Work to be completed ::
Update the records below by replacing every occurrence of "SHOULD" with "MUST", leaving all other text unchanged.

Listing ::
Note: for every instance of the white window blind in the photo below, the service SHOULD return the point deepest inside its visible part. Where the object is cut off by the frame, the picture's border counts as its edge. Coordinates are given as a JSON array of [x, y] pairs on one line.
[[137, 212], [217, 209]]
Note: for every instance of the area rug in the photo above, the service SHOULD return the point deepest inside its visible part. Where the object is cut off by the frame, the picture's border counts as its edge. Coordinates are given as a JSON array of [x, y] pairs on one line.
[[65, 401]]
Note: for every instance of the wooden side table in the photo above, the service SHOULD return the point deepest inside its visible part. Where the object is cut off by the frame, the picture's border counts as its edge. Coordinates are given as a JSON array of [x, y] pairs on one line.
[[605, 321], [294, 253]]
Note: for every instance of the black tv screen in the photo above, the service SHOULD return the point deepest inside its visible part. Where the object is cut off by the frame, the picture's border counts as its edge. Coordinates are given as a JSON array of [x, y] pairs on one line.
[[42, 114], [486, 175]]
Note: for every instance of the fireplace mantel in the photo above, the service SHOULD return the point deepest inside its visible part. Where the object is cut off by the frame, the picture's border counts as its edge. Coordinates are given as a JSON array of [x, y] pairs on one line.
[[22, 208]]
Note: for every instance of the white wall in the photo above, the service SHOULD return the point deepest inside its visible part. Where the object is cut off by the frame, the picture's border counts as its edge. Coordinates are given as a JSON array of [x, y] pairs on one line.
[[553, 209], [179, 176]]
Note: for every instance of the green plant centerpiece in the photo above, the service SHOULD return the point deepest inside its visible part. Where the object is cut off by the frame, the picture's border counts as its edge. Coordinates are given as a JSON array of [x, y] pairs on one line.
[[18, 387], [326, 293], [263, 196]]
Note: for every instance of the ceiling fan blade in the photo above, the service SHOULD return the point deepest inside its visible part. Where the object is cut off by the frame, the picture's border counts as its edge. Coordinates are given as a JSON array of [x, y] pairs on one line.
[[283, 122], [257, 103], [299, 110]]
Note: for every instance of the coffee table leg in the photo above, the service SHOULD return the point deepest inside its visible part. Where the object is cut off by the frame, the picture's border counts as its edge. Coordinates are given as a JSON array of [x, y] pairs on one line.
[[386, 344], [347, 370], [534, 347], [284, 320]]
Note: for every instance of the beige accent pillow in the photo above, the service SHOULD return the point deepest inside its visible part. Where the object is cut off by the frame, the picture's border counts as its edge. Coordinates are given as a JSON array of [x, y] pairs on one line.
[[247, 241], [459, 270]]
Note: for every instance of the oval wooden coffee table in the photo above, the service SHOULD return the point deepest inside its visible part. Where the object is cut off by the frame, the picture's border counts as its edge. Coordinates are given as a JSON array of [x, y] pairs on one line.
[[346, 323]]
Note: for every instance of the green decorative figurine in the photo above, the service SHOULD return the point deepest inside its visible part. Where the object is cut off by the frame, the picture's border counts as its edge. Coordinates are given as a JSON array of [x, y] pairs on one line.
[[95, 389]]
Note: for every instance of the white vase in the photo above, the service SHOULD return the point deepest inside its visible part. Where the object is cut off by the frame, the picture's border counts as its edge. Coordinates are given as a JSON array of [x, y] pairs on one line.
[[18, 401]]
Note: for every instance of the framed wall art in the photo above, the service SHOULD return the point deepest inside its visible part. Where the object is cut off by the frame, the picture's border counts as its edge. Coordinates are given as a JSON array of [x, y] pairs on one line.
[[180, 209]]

Expected answer ::
Note: for every instance of the white window blind in the photo below, the service MUST return the point deepest inside its visible part. Where the object is cut off by the frame, the picture's border counts as its edge. Coordinates are given as a JSON array of [x, y] pairs on one line.
[[137, 212], [217, 209]]
Note: for every instance of the area rug in the photo above, the service MUST return the point deepest inside its visible part. Where the object is cut off by the frame, the picture's border counts as its edge. Coordinates are given as a JSON array of [x, y] pairs on one line.
[[65, 401]]
Note: for every instance of the wooden side table in the photo above, the service MUST return the point deepest inside its visible part. Where the object is cut off by the frame, the picture's border counts as its edge. Coordinates are given as a JSON array of [x, y] pairs on one line.
[[605, 321], [294, 253]]
Note: for every instance of the black tv screen in the photo above, the service MUST return the point deepest inside its visible part. Where the object is cut off by the frame, the picture's border counts as its edge. Coordinates are given as a JSON array of [x, y] pairs on one line.
[[42, 114], [486, 175]]
Note: for every instance of the fireplace mantel in the photo above, the service MUST return the point deepest inside its visible part. Where the object is cut off by the frame, the picture's border counts as its edge. Coordinates are given as a JSON array of [x, y] pairs on one line.
[[22, 208]]
Note: for every instance of the white wall in the photo above, the service MUST return the point deepest inside its visible part. Where the object is cut off by the frame, the picture's border counts as its edge. Coordinates are given as a JSON array of [x, y] pairs on one line.
[[553, 209], [179, 176]]
Note: for every instance of the green plant centerpiece in the photo above, the service MUST return the point deepest inside its visible part. Where the object is cut off by the frame, the picture's border counts as its edge. Coordinates are given as a JSON array of [x, y] pairs on one line.
[[18, 387], [326, 293], [263, 196]]
Note: for every instance of the ceiling fan blade in the photo above, the service MUST return the point deepest inside its visible part. Where the object is cut off by the frame, the picture's border counts as its edge. Coordinates are given as a JSON array of [x, y] pairs on one line.
[[283, 122], [257, 103], [299, 110]]
Note: for every instance of the coffee table leg in the photo above, the service MUST return the point deepest inside its visible part. Where the object is cut off by the frame, the picture's border counts as its edge. Coordinates are given as a JSON array of [x, y] pairs on one line.
[[386, 344], [347, 370], [534, 347], [284, 320]]
Note: for every instance of the beige accent pillow in the photo above, the service MUST return the point deepest inside its visible part. Where the object is cut off by the frame, the picture's border counts as its edge. Coordinates are given as a JSON array of [x, y] pairs on one line.
[[247, 241], [459, 270]]
Note: for every instance of the oval wooden coffee table in the photo above, the service MUST return the point deepest inside its visible part. Where the object is cut off by the frame, the picture's border counts as its edge. Coordinates are given as a JSON array of [x, y] pairs on one line.
[[346, 323]]
Note: for every instance of the green decorative figurine in the photo above, the service MUST return the point deepest inside its visible part. Where the object is cut off by the frame, the picture's border counts as its edge. Coordinates are given as a JSON array of [x, y] pairs on one line.
[[95, 389]]
Note: for every instance of the white vase in the photo above, the service MUST return the point deepest inside its visible part. Where the object is cut off by the frame, the picture's border counts as its edge. Coordinates are given as a JSON array of [x, y] pairs on one line.
[[18, 401]]
Note: for every instance of the framed wall art in the photo above, the service MUST return the point deepest inside its visible part. Where the object is cut off by the frame, the picture's border counts as its edge. Coordinates are given as a JSON array of [x, y] pairs on one line.
[[180, 209]]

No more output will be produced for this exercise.